━━━━━ Records supplied

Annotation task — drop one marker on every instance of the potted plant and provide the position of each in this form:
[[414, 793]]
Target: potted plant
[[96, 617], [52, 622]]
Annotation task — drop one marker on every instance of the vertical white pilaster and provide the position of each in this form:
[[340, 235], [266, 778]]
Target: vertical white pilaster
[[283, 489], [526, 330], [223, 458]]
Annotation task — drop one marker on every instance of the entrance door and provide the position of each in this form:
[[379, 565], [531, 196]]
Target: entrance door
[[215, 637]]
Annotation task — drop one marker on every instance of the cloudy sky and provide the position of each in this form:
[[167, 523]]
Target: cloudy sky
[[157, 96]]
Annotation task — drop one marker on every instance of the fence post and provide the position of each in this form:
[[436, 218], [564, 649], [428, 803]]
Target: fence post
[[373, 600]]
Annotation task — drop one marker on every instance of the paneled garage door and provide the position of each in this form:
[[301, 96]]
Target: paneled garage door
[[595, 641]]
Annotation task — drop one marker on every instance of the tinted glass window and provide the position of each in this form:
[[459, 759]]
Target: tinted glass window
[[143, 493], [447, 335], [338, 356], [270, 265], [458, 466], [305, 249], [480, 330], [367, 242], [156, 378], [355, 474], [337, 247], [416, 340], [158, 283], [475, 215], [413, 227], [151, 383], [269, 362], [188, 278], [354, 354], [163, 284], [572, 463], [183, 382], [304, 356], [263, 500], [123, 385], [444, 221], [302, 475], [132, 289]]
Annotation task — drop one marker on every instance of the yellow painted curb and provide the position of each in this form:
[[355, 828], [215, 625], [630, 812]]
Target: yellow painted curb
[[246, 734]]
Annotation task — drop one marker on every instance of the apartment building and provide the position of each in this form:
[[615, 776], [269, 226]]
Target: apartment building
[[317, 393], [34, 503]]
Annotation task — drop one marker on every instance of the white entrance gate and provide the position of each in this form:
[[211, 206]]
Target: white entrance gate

━━━━━━━━━━

> **Directions for this task**: Up to and including the line with "[[340, 235], [266, 778]]", please return the records exactly, beginning from their first line.

> **Solution to this task**:
Annotation task — drop one marker on every instance of the potted plant and provide the position of each in this form:
[[414, 793]]
Target: potted plant
[[96, 617], [52, 622]]
Annotation task — drop one marker on every instance of the vertical white pilaster and provide the position of each in this form:
[[340, 235], [266, 778]]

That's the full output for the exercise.